■ SHORT PROBLEM: Please return every line in the material below that contains the word "each". Case matters, so a line counts only if its capitalization matches.

--- BEGIN DATA ---

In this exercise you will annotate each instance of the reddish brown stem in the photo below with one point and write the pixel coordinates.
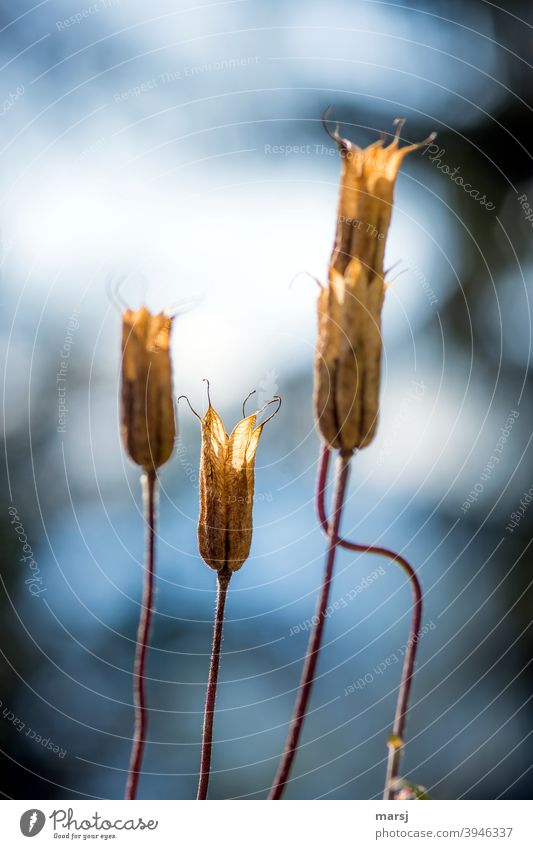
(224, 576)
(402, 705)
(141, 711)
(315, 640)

--- END DATA ---
--- BEGIN DATA ---

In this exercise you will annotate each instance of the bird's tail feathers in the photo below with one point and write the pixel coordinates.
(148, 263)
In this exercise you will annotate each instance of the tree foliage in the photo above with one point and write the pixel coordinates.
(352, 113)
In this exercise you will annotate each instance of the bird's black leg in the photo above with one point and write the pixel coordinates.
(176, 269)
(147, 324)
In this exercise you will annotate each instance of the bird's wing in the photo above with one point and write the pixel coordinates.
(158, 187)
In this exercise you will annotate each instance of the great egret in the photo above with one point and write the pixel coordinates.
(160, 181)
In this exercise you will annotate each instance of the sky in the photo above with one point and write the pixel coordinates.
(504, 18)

--- END DATA ---

■ OUTPUT OF THE EXERCISE:
In this exercise you will annotate each instance of the reddish brown stem in the photo below with one point and write the pixel coordinates.
In this exercise you will annotate each instance of the bird's tail feathers in the photo below with one point and write the pixel coordinates.
In this exercise you will annotate each instance of the tree foliage in the photo above with one point and write the pixel coordinates.
In this exercise you will annotate each instance of the bird's black leg in the photo above with one point and write the pixel coordinates.
In this exercise you will annotate each instance of the bird's wing in the photo above with one point and write the pixel coordinates.
In this exercise you will annotate each instance of the great egret in the photo above with one point and write the pixel coordinates.
In this exercise you will annotate each instance of the sky in the photo above with one point and write the pixel coordinates.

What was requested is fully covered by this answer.